* Data extract *
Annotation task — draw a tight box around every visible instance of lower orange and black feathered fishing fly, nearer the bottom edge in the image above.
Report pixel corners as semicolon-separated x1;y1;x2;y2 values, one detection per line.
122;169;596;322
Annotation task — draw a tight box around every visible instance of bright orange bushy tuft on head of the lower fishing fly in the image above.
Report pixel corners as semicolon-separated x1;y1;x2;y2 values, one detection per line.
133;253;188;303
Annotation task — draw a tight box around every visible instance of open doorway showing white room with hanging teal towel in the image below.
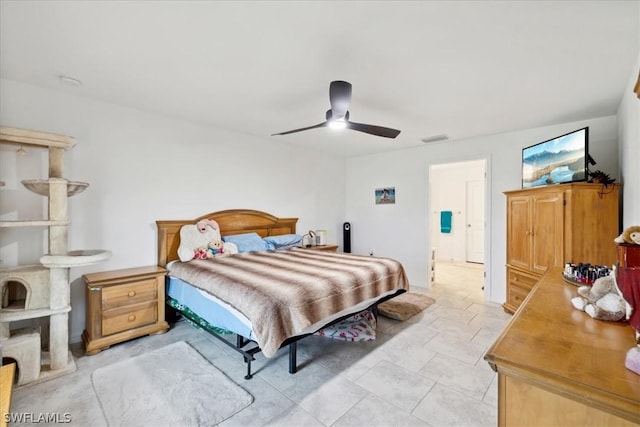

* Work instruction *
Extract the full listing above verbatim; pictures are to be left out of the copy.

* Solution *
Annotation task — draw a tight box around every visible instance of lower orange and black feathered fishing fly, nearer the bottom edge in the image above.
Report pixel corners as semicolon-separated x1;y1;x2;y2 values, one detection per line.
122;169;596;322
Annotation task — draw a tight box around every visible instance of bright orange bushy tuft on head of the lower fishing fly in the image above.
Report pixel corners as semicolon-separated x1;y1;x2;y2 values, one detection per line.
133;253;188;303
Annotation task — draw a tight box around every visible instance of open doorway showing white room with hanging teal towel in the image below.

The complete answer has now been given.